## Requirement
Please turn all of the records below into a Markdown table with two columns: Index for the row number and Entry for the line. Leave out any blank lines.

## Task inputs

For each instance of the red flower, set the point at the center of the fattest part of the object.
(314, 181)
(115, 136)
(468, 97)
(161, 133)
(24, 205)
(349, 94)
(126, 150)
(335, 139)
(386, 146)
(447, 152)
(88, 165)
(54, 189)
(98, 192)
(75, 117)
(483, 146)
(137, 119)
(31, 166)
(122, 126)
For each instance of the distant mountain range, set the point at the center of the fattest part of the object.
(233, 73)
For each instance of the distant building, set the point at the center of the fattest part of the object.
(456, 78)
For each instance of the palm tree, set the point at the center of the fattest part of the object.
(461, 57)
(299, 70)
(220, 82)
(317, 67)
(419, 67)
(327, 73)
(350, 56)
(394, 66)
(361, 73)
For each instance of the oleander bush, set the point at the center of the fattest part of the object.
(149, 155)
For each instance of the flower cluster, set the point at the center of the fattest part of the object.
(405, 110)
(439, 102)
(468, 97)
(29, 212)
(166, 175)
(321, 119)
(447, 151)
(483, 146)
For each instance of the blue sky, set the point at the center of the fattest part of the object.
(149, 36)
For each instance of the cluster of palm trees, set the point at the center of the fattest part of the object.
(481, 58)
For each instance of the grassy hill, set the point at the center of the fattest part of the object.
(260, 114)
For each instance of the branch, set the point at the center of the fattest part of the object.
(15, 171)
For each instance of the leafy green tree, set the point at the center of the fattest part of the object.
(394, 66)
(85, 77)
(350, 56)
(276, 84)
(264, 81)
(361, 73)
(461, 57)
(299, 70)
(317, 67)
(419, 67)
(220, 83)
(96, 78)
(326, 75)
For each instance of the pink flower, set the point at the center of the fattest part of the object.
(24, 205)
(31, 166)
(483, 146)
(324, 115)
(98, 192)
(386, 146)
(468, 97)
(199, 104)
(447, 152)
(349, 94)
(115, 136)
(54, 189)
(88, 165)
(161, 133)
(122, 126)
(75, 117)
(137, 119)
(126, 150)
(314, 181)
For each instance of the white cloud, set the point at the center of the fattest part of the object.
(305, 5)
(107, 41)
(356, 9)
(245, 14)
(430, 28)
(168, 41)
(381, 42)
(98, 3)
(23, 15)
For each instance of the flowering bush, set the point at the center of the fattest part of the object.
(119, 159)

## Answer to the task
| Index | Entry |
|---|---|
| 1 | For each instance of the red flower, set the point at the center of the fattest part of the object. |
| 2 | (314, 181) |
| 3 | (115, 136) |
| 4 | (468, 97) |
| 5 | (161, 133) |
| 6 | (24, 205) |
| 7 | (349, 94) |
| 8 | (126, 150) |
| 9 | (335, 139) |
| 10 | (386, 146) |
| 11 | (447, 152) |
| 12 | (88, 165) |
| 13 | (54, 189) |
| 14 | (98, 192) |
| 15 | (75, 117) |
| 16 | (483, 146) |
| 17 | (137, 119) |
| 18 | (31, 166) |
| 19 | (122, 126) |
| 20 | For each instance of the distant mountain range, set the point at the center of the fattest part of the object. |
| 21 | (233, 73) |
| 22 | For each instance of the distant building, set the point at the center of the fattest part of the object. |
| 23 | (456, 78) |
| 24 | For each instance of the palm tree, set the point at the center of the fattest part of the object. |
| 25 | (461, 57) |
| 26 | (299, 70) |
| 27 | (220, 82) |
| 28 | (317, 67) |
| 29 | (419, 67) |
| 30 | (327, 73) |
| 31 | (350, 56) |
| 32 | (394, 66) |
| 33 | (361, 73) |
| 34 | For each instance of the oleander bush, set the point at the center of the fattest part of the object. |
| 35 | (149, 155) |
| 36 | For each instance of the flower cluster, set the point at the center of the fattest part of the object. |
| 37 | (405, 110) |
| 38 | (439, 102) |
| 39 | (468, 97) |
| 40 | (29, 212) |
| 41 | (166, 175) |
| 42 | (321, 119) |
| 43 | (447, 151) |
| 44 | (483, 146) |
| 45 | For each instance of the blue sky, set the point at the center of the fattest part of the object. |
| 46 | (149, 36) |
| 47 | For each instance of the cluster of palm trees, set the point at the center of the fattest part of the object. |
| 48 | (481, 58) |
| 49 | For each instance of the grassy hill, set the point at the center of the fattest part of the object. |
| 50 | (260, 114) |
| 51 | For each instance of the branch, set the point at the center of the fattest part of the object. |
| 52 | (15, 171) |
| 53 | For each instance of the leafy green tree, set the point at the center of the fattest part of the object. |
| 54 | (394, 66) |
| 55 | (85, 77) |
| 56 | (350, 56) |
| 57 | (276, 84) |
| 58 | (264, 81) |
| 59 | (361, 73) |
| 60 | (461, 57) |
| 61 | (299, 70) |
| 62 | (317, 67) |
| 63 | (419, 67) |
| 64 | (220, 83) |
| 65 | (96, 78) |
| 66 | (326, 75) |
| 67 | For each instance of the pink flower, set the point at the center of the fattest part of the object. |
| 68 | (24, 205) |
| 69 | (31, 166) |
| 70 | (483, 146) |
| 71 | (324, 115) |
| 72 | (98, 192) |
| 73 | (386, 146) |
| 74 | (468, 97) |
| 75 | (199, 104) |
| 76 | (447, 152) |
| 77 | (349, 94) |
| 78 | (115, 136) |
| 79 | (54, 189) |
| 80 | (88, 165) |
| 81 | (161, 133) |
| 82 | (122, 126) |
| 83 | (75, 117) |
| 84 | (137, 119) |
| 85 | (126, 150) |
| 86 | (314, 181) |
| 87 | For each instance of the white cloud, set the point at the center of the fattest part of the object. |
| 88 | (305, 5) |
| 89 | (107, 41) |
| 90 | (356, 9) |
| 91 | (245, 14) |
| 92 | (430, 28) |
| 93 | (168, 41) |
| 94 | (381, 42) |
| 95 | (98, 3) |
| 96 | (23, 15) |
| 97 | For each instance of the flowering bush, set the point at the center of the fattest part of the object. |
| 98 | (119, 159) |